**Your objective**
Reproduce the data below word for word, keeping every line unchanged and in its original order.

··· Raw data

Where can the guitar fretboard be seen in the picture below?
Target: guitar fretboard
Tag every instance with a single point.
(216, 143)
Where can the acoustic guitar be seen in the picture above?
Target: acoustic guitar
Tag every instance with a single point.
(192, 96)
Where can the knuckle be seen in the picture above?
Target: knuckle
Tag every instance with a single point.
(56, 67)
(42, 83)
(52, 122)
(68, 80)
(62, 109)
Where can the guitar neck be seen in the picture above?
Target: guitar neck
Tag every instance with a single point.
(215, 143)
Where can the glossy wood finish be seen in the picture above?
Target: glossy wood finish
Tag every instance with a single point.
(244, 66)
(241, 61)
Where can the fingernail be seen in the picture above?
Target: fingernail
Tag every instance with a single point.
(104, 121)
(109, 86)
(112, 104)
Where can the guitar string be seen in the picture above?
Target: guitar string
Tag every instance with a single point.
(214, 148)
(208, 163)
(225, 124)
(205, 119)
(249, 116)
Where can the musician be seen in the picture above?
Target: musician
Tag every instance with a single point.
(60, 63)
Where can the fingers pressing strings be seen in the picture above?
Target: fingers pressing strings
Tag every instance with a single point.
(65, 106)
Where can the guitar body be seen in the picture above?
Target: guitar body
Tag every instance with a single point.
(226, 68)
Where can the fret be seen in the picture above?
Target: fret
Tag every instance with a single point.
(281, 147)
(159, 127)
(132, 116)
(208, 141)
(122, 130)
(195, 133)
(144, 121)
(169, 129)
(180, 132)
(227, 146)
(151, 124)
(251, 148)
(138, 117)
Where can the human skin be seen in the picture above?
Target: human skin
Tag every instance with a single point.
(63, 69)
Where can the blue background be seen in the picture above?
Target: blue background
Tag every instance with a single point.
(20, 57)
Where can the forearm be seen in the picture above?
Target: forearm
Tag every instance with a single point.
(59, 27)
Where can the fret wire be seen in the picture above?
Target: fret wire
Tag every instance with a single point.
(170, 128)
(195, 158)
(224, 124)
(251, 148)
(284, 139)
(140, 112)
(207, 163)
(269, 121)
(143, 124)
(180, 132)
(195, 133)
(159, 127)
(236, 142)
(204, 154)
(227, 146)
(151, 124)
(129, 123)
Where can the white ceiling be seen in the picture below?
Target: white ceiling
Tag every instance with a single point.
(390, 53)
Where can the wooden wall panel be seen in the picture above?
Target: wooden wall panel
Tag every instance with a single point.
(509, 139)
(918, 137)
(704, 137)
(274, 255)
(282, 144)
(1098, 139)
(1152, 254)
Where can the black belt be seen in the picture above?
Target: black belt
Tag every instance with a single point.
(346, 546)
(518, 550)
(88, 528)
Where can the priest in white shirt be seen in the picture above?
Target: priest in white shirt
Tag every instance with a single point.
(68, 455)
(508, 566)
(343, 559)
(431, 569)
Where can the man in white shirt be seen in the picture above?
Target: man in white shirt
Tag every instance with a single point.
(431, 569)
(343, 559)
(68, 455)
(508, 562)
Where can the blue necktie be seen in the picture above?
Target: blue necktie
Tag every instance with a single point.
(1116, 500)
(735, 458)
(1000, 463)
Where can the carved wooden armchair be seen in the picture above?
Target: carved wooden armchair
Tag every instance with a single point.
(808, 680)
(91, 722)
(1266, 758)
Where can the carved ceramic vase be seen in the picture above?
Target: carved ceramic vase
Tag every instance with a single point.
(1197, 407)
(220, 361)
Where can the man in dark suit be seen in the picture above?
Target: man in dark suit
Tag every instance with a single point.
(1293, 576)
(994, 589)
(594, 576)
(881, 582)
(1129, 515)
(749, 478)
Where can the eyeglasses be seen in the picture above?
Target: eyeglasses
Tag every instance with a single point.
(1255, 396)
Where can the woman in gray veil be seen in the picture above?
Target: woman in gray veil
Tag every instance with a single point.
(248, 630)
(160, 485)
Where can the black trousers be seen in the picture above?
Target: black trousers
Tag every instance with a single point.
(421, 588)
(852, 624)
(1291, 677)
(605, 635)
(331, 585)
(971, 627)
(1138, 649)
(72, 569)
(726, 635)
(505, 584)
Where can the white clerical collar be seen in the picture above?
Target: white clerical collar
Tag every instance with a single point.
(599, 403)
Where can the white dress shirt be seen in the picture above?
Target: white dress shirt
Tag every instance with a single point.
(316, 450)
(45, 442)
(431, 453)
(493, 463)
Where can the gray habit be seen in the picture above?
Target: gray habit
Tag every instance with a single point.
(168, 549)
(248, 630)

······

**Written answer**
Where can the guitar fretboard be seen in the picture below?
Target: guitar fretboard
Tag every instance with a single point.
(216, 143)
Where can the acoustic guitar be seen in the picture above?
Target: acoustic guitar
Tag every instance with a single point.
(192, 96)
Where can the knuckle be seen in the picture above?
Target: knuckle
Tag every instance with a single point.
(56, 67)
(42, 83)
(52, 122)
(68, 80)
(62, 109)
Where can the guitar neck be seen in the picture above?
Target: guitar neck
Tag every instance with a single point.
(215, 143)
Where can the glossy wood finish be seen in the picture above?
Target: glossy wood finish
Tag every instance with a single point.
(244, 66)
(241, 61)
Where can the fingernail be seen in the picture above?
Target: fingernail
Tag every instance with a single point.
(104, 121)
(109, 86)
(112, 104)
Where can the guitar string be seen in the picture above?
Target: guitar string
Tag every instance with a single point.
(214, 148)
(208, 163)
(225, 124)
(205, 119)
(249, 116)
Where can the musician be seen in the picture above?
Target: musician
Tag every instance with a single point.
(60, 63)
Where can the fingers pressing strings be seen in the picture above?
Target: fingers pressing strings
Tag every instance with a single point.
(65, 106)
Where can the guitar body be seen in the picture above?
Target: guitar body
Tag every instance with a single point.
(226, 68)
Where can the fret be seen in the picture above?
Target: fret
Tag every instance with a single point.
(281, 147)
(159, 127)
(132, 116)
(208, 141)
(122, 130)
(195, 133)
(144, 121)
(169, 129)
(180, 132)
(227, 146)
(151, 124)
(251, 148)
(138, 117)
Where can the human skin be seen in the picture above?
Target: human skin
Tag every instance with a single point.
(63, 69)
Where can the blue background be seen in the picture above?
Target: blue background
Tag every instance with a single point.
(20, 57)
Where can the forearm be seen in the picture above?
Target: forearm
Tag every instance with a single point.
(59, 27)
Where can the fret wire be seen in the picture above?
Target: fret wire
Tag every instance with a single point.
(170, 128)
(195, 158)
(224, 124)
(251, 148)
(284, 139)
(140, 112)
(207, 163)
(269, 121)
(143, 124)
(180, 132)
(195, 133)
(159, 127)
(236, 142)
(204, 154)
(227, 146)
(151, 124)
(129, 123)
Where can the white ceiling be seen in the picture below?
Target: white ceiling
Tag every instance with a single point.
(390, 53)
Where can the wooden wall panel be seen in the picture above?
Target: wooden wall panel
Tag every instance with a single point.
(509, 139)
(918, 137)
(704, 137)
(274, 255)
(282, 144)
(1098, 139)
(1152, 254)
Where can the black belt be seen in the picture above?
Target: black belt
Tag every instance with a single point.
(346, 546)
(518, 550)
(88, 528)
Where can the priest in white shirt be seen in the picture above?
Target: priest in white shirt
Tag every instance with a single point.
(68, 455)
(508, 566)
(343, 559)
(431, 569)
Where can the man in white shirt be seen in the picture above?
Target: man in white shirt
Tag every instance with a single point.
(431, 569)
(343, 559)
(68, 455)
(508, 562)
Where can the blue necktie be seen in the picture above?
Target: blue necktie
Tag every instance with a single point.
(1116, 500)
(735, 458)
(1000, 463)
Where can the carved wooden armchair be seen in the picture above?
Target: carved wooden armchair
Tag every instance with a single point.
(808, 680)
(91, 722)
(1266, 758)
Where can the carved ceramic vase be seen in the picture above?
Target: carved ceramic vase
Tag every instance with a single point.
(1197, 407)
(220, 361)
Where can the man in dark suit be seen in the picture above?
Target: man in dark suit
Tag every instance with a single point.
(1293, 576)
(994, 589)
(594, 576)
(881, 582)
(1129, 515)
(749, 478)
Where can the eyeglasses be seen in the picture above?
Target: eyeglasses
Tag every instance with a single point.
(1255, 396)
Where can the woman in gray veil be seen in the picture above?
Target: woman in gray veil
Tag every instance with a single point.
(248, 630)
(160, 485)
Where can the black trousers be seen in the picture above?
Target: black trousers
Tag every instance with a single point.
(421, 588)
(852, 624)
(1291, 677)
(605, 635)
(331, 585)
(971, 627)
(1138, 649)
(72, 569)
(726, 635)
(505, 584)
Where can the white clerical collar be seen in the picture above?
Target: white clerical collar
Tag every instance with a single point.
(599, 403)
Where can the white dress shirt be seen in the picture above?
Target: white dress shirt
Tag every instance with a single point.
(316, 450)
(45, 442)
(431, 453)
(493, 463)
Where can the gray habit be seen in the picture above?
Target: gray habit
Tag every instance with a single point.
(168, 549)
(248, 630)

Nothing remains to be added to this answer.